[WHAT YOU WILL DO]
Decide whether each statement below agrees with the guide on assets under management. For each, answer yes or no and quote the words of the guide that settle it.
1. RAUM covers assets for which an advisor delivers only a one-time plan without ongoing monitoring.
2. Assets under advisement are assets the advisor advises on but does not directly manage or trade.
3. The question of what counts as a good AUM for a financial advisor has one single answer.

[READING PASSAGE]
◆ ◆ ◆ ◆ ◆ ◆ ◆

Last Updated: April 24, 2026

"What is AUM?" is a common question for new advisors. It refers to assets under management and affects pricing, revenue, and firm valuation.

The follow-up question, "What is a good AUM for a financial advisor?" doesn't have a single answer. It depends on your fee model, margins, client mix, and the life you want your firm to support. Here's a clear, practical guide.

What is AUM?

Assets under management (AUM) is the market value of client assets you manage on a discretionary or non-discretionary basis, depending on your contracts and custodian setup. In regulatory filings, you'll report Regulatory Assets Under Management (RAUM) on Form ADV. RAUM includes securities portfolios for which you provide continuous and regular supervisory or management services, as defined by the SEC. It excludes assets where you do not provide ongoing management, such as a one-time plan without ongoing monitoring.

For details, see the SEC's Form ADV instructions: SEC Form ADV.

Advisors also track other asset categories internally:

  • Billable AUM: Assets that you charge an ongoing fee on. This is what powers recurring revenue under the AUM model.
  • Assets Under Advisement (AUA): Held-away or other assets you advise on but do not directly manage or trade. These may be billed under a separate percentage-based AUA schedule, often lower than AUM rates, or via flat/subscription fees.

It helps to distinguish RAUM, billable AUM, and AUA. Your pricing, disclosures, and KPIs may rely on different definitions.

How AUM connects to revenue

Most RIAs that use AUM billing set a tiered fee, often around 1% on the first $1 million with breakpoints above that. The simple math is: AUM x blended fee rate = gross revenue from AUM.

◆ ◆ ◆ ◆ ◆ ◆ ◆

[PROVIDED DATA]
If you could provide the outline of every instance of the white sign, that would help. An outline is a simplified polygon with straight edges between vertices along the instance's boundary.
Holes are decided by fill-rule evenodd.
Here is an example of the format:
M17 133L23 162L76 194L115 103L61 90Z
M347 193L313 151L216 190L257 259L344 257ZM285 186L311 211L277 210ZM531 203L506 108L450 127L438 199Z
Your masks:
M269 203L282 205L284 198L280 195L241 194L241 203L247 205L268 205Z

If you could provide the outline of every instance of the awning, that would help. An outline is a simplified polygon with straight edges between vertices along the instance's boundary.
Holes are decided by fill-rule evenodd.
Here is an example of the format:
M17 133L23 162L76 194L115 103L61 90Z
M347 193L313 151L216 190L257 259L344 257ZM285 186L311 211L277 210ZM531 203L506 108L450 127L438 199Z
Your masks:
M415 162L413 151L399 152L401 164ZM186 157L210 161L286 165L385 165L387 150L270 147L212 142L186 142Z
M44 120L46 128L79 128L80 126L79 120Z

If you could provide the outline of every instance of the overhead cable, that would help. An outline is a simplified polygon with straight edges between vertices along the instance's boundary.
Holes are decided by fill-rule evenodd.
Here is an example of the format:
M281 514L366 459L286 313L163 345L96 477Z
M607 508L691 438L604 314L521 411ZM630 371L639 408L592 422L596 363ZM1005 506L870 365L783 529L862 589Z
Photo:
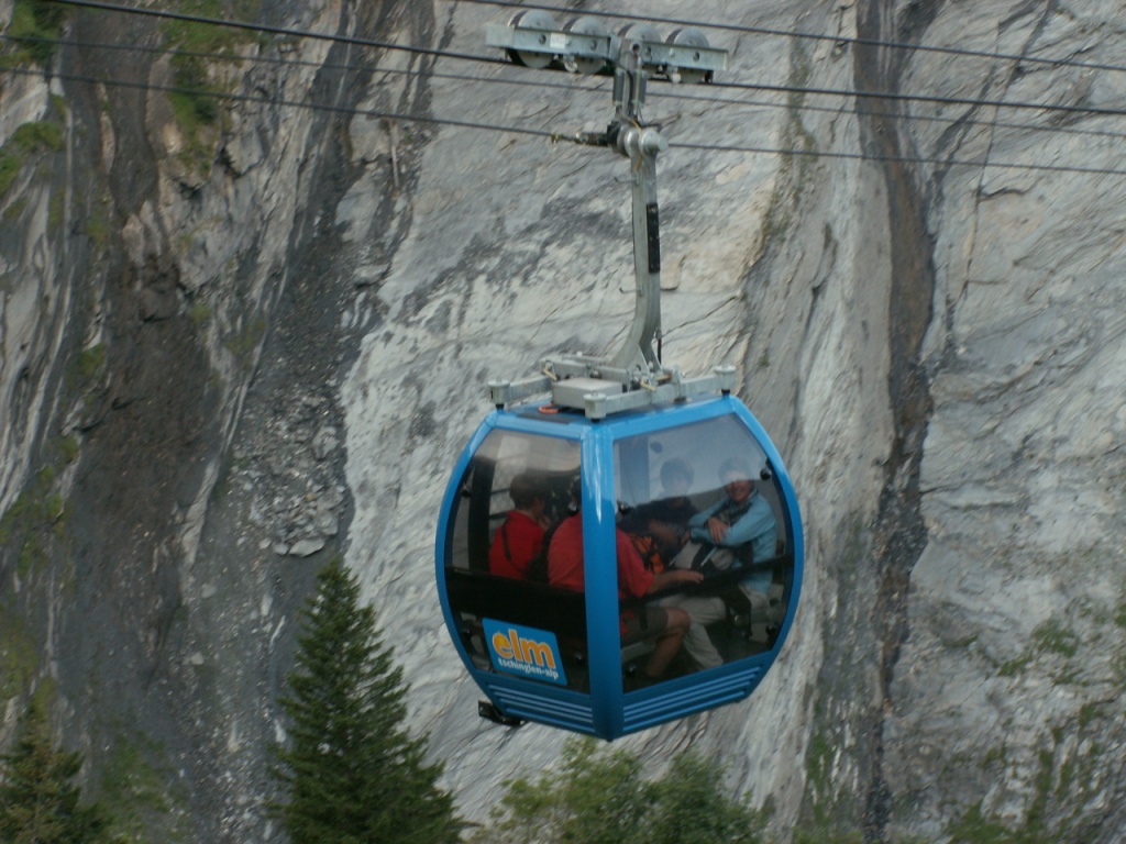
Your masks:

◆ ◆ ◆ ◆ ◆ ◆ ◆

[RESPONSE]
1. No: "It excludes assets where you do not provide ongoing management, such as a one-time plan without ongoing monitoring."
2. Yes: "Held-away or other assets you advise on but do not directly manage or trade."
3. No: "doesn't have a single answer."